--- start ---

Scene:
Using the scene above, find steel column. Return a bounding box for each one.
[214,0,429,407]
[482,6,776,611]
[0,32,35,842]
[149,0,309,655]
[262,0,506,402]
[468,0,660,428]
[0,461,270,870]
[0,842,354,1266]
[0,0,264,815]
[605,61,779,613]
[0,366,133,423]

--- end ---

● **Stated exercise**:
Extract every line of the data above and reproduce each one without any change.

● **Correct answer**:
Scene:
Using the scene above, find steel column. Return a bounding box for each one.
[214,0,429,407]
[482,6,776,611]
[0,32,35,842]
[149,0,309,655]
[262,0,506,402]
[468,0,660,428]
[0,461,270,870]
[0,842,354,1266]
[0,0,264,815]
[605,61,779,613]
[0,366,133,423]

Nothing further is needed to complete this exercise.